**Data entries**
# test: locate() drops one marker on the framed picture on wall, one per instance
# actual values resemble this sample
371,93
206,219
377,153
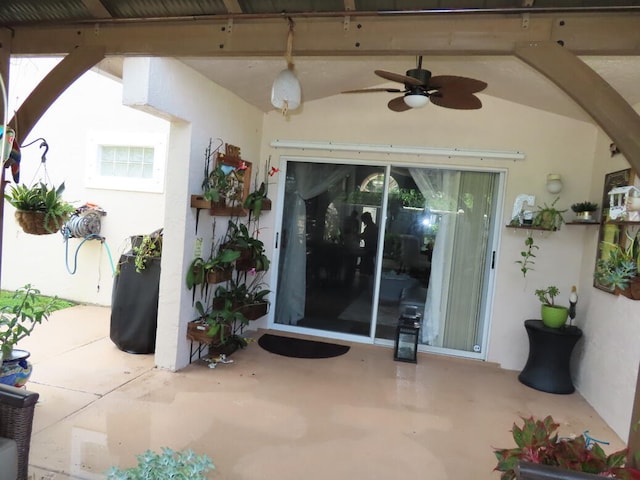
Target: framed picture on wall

**Short task**
Lay out each line of the records above as a JSON list of strings, one string per line, omitting any blank lines. Leave the pictures out of your answer.

**Answer to this exercise**
[
  "# test: locate() drops one marker on the framed picture on wall, one per instance",
  "# actual values resemble this sample",
  "371,93",
  "206,219",
  "377,153",
  "Target: framed picture on wall"
]